**WRITTEN INSTRUCTION:** Copy the records word for word, starting at the line that contains "of the yellow" and ending at the end of the records, with both ends included. Leave the pictures out of your copy.

**ENTRIES SUPPLIED:**
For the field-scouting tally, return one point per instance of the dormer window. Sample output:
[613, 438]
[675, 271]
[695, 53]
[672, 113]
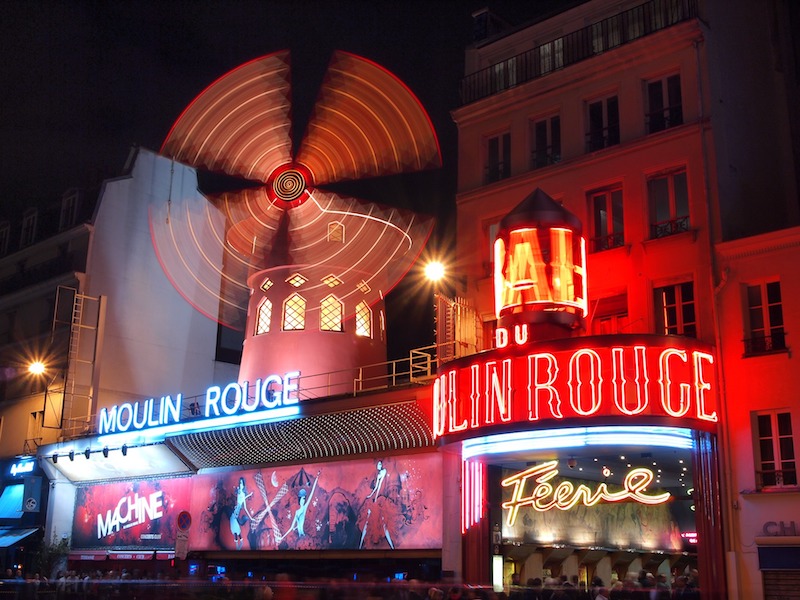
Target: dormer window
[29, 220]
[69, 209]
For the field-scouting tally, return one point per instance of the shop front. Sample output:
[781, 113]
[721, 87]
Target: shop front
[583, 457]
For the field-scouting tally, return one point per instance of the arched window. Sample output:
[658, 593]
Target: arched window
[294, 313]
[363, 320]
[330, 314]
[264, 316]
[336, 232]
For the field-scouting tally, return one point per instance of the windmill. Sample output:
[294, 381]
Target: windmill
[302, 269]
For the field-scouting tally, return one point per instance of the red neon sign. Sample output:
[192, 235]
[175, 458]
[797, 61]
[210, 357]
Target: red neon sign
[581, 378]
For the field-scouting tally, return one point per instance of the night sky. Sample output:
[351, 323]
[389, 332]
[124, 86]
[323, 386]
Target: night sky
[81, 82]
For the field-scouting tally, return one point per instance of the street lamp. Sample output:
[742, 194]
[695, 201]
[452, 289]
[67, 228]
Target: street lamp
[37, 367]
[434, 271]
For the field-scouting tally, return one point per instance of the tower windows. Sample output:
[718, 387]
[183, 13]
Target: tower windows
[294, 313]
[363, 319]
[336, 232]
[331, 310]
[264, 316]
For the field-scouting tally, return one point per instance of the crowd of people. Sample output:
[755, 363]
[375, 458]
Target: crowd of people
[641, 586]
[122, 585]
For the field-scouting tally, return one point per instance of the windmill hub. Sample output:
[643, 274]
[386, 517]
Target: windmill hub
[290, 183]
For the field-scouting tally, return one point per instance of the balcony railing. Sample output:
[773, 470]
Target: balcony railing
[776, 478]
[672, 116]
[671, 227]
[602, 138]
[765, 344]
[543, 158]
[497, 171]
[607, 242]
[577, 46]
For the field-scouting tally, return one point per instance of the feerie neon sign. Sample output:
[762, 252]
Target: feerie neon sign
[614, 376]
[545, 496]
[271, 393]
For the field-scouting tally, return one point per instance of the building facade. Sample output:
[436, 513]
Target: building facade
[639, 119]
[632, 405]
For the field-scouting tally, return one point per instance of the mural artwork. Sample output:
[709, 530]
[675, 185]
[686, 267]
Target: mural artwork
[386, 503]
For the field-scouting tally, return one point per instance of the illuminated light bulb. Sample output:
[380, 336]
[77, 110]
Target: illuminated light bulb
[434, 271]
[36, 368]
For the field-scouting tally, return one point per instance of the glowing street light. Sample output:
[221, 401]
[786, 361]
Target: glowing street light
[36, 368]
[434, 271]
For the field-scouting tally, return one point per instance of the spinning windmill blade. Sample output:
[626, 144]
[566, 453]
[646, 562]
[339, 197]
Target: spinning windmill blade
[366, 123]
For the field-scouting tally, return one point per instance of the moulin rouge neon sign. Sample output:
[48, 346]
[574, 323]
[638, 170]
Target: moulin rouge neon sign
[615, 376]
[544, 496]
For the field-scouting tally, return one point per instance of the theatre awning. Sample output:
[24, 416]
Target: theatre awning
[88, 555]
[131, 555]
[11, 501]
[9, 537]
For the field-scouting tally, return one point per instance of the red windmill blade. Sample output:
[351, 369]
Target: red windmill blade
[366, 123]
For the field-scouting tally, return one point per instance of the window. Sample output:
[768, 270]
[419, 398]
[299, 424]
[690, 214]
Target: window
[610, 315]
[330, 317]
[364, 320]
[605, 34]
[664, 107]
[336, 232]
[775, 450]
[551, 56]
[494, 229]
[546, 142]
[675, 313]
[668, 196]
[603, 121]
[5, 235]
[607, 222]
[498, 158]
[28, 227]
[69, 209]
[764, 319]
[264, 316]
[504, 74]
[294, 313]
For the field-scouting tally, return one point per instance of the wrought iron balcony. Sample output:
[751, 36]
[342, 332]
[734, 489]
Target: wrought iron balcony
[671, 227]
[620, 29]
[776, 478]
[607, 242]
[765, 344]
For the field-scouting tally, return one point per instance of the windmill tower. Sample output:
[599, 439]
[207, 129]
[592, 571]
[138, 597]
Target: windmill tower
[311, 267]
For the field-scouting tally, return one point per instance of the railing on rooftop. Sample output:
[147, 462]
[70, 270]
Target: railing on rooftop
[577, 46]
[418, 368]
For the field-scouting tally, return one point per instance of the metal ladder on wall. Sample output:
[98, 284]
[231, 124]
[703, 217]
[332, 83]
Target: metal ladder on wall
[77, 319]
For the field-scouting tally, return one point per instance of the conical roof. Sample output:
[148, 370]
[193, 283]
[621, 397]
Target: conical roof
[540, 210]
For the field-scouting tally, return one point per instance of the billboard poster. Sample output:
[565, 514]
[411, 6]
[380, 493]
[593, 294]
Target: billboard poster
[570, 511]
[133, 513]
[382, 504]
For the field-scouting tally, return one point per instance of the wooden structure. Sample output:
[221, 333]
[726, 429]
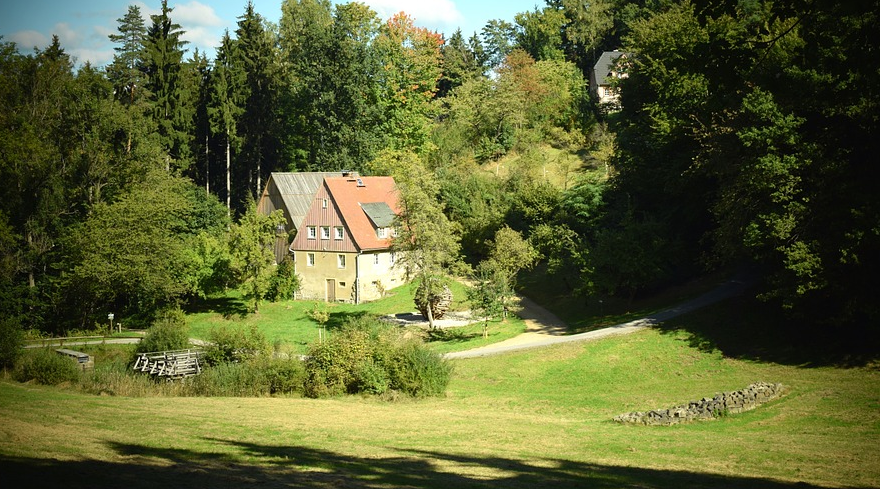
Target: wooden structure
[83, 360]
[171, 365]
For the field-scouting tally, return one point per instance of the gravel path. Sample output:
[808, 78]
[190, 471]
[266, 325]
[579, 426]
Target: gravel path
[543, 328]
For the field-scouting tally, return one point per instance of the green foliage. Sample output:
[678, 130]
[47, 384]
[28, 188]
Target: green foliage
[11, 341]
[178, 251]
[230, 380]
[229, 344]
[250, 242]
[427, 242]
[168, 333]
[45, 366]
[284, 282]
[367, 356]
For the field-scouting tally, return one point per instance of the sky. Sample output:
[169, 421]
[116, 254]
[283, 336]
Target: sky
[82, 26]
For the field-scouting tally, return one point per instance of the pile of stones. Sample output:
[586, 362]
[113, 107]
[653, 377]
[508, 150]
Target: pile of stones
[708, 408]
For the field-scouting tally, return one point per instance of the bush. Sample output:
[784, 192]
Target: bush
[45, 366]
[11, 341]
[168, 333]
[419, 372]
[230, 380]
[283, 375]
[368, 356]
[284, 282]
[229, 344]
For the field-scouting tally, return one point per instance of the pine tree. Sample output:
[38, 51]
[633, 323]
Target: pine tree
[163, 59]
[257, 126]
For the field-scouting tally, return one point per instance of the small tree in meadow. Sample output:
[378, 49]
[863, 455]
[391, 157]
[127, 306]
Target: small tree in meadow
[251, 243]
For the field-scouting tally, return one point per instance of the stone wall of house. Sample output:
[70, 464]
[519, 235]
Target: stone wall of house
[708, 408]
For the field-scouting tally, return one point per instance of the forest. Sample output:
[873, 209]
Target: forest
[746, 136]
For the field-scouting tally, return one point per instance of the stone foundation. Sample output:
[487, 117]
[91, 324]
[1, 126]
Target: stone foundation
[708, 408]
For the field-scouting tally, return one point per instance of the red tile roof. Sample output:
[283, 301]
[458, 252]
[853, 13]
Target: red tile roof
[350, 193]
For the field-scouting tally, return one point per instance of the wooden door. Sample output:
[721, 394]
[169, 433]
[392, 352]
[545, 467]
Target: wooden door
[331, 290]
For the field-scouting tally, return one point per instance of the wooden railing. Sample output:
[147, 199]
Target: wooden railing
[171, 364]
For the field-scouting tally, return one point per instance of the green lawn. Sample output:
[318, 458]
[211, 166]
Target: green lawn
[534, 418]
[289, 323]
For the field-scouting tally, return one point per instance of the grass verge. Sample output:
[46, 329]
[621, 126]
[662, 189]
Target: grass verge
[533, 418]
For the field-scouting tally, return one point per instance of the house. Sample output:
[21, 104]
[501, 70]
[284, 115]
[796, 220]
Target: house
[602, 77]
[342, 251]
[292, 193]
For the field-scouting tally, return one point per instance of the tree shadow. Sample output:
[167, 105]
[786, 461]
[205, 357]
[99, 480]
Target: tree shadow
[228, 307]
[338, 319]
[220, 465]
[746, 328]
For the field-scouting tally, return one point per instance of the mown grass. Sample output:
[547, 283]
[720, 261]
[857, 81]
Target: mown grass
[583, 313]
[289, 322]
[528, 419]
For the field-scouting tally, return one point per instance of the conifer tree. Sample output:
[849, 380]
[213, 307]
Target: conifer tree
[163, 50]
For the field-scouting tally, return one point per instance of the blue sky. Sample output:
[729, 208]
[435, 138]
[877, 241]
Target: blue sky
[83, 25]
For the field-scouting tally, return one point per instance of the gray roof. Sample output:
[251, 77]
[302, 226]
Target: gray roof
[603, 68]
[297, 190]
[380, 213]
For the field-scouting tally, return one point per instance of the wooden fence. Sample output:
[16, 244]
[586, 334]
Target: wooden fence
[171, 364]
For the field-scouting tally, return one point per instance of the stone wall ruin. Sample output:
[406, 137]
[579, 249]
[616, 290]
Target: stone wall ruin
[708, 408]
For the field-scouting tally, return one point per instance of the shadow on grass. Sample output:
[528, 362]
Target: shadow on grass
[450, 335]
[228, 307]
[141, 466]
[746, 328]
[338, 319]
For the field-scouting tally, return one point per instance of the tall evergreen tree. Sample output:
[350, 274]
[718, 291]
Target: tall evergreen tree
[163, 53]
[125, 69]
[225, 107]
[305, 41]
[258, 124]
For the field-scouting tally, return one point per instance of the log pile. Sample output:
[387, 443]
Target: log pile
[171, 365]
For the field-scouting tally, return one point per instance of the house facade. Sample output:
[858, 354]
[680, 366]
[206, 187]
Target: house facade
[342, 250]
[292, 193]
[602, 77]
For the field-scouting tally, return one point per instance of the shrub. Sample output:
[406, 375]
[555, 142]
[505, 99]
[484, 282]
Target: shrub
[11, 341]
[230, 344]
[230, 380]
[283, 375]
[368, 356]
[284, 282]
[45, 366]
[167, 333]
[117, 379]
[419, 372]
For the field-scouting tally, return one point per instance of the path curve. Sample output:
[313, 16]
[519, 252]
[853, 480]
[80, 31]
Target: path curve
[543, 328]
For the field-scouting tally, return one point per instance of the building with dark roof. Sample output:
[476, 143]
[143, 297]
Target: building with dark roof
[603, 75]
[342, 250]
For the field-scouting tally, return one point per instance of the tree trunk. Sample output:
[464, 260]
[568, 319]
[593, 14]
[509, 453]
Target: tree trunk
[430, 316]
[207, 168]
[228, 178]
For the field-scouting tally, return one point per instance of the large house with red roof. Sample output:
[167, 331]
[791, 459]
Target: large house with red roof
[342, 248]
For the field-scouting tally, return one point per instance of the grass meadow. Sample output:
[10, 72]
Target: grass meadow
[529, 419]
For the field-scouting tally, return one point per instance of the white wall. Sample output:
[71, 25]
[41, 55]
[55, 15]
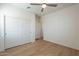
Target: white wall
[10, 10]
[62, 27]
[38, 27]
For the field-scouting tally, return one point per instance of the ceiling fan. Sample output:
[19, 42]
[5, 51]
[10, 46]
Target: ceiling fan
[44, 5]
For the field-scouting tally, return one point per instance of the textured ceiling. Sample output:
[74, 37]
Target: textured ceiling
[37, 8]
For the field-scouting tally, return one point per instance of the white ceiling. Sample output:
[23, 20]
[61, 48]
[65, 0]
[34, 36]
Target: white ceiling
[37, 8]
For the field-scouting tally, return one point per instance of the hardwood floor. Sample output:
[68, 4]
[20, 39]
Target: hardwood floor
[40, 48]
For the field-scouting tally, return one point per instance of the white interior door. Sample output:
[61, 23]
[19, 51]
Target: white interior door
[17, 31]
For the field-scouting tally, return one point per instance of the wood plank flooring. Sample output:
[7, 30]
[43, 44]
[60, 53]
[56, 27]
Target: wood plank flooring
[40, 48]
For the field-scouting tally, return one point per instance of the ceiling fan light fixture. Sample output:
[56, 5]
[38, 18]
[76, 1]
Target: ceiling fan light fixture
[43, 5]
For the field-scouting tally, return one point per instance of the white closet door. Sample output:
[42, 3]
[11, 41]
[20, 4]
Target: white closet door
[17, 31]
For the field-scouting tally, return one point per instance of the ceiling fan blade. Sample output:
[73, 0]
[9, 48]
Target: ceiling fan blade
[35, 3]
[42, 9]
[52, 5]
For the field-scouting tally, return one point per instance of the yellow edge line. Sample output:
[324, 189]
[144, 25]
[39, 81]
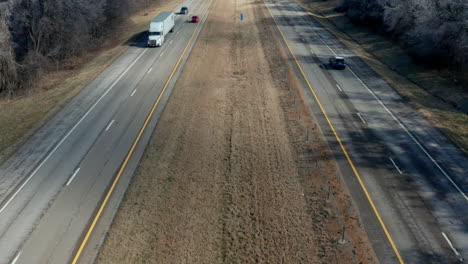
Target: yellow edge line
[374, 208]
[135, 143]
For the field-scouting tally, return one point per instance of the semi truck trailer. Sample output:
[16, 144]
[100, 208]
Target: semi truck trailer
[160, 26]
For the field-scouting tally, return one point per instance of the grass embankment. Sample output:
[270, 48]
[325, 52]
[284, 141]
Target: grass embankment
[432, 92]
[20, 116]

**WRITTEN ANSWER:**
For the field-scouting tally, return one point per instance of the yellow edge line. Sample output:
[324, 189]
[144, 25]
[39, 81]
Target: yellow edge line
[374, 208]
[135, 143]
For the field-scouting tally, return one point per instance of the semi truck trailer. Sample output:
[16, 144]
[100, 208]
Target: semi truck trailer
[160, 26]
For the field-scouting tally, return one point per instance of the grass embankment. Sample output:
[270, 48]
[325, 52]
[284, 141]
Target: grass embankment
[432, 92]
[20, 116]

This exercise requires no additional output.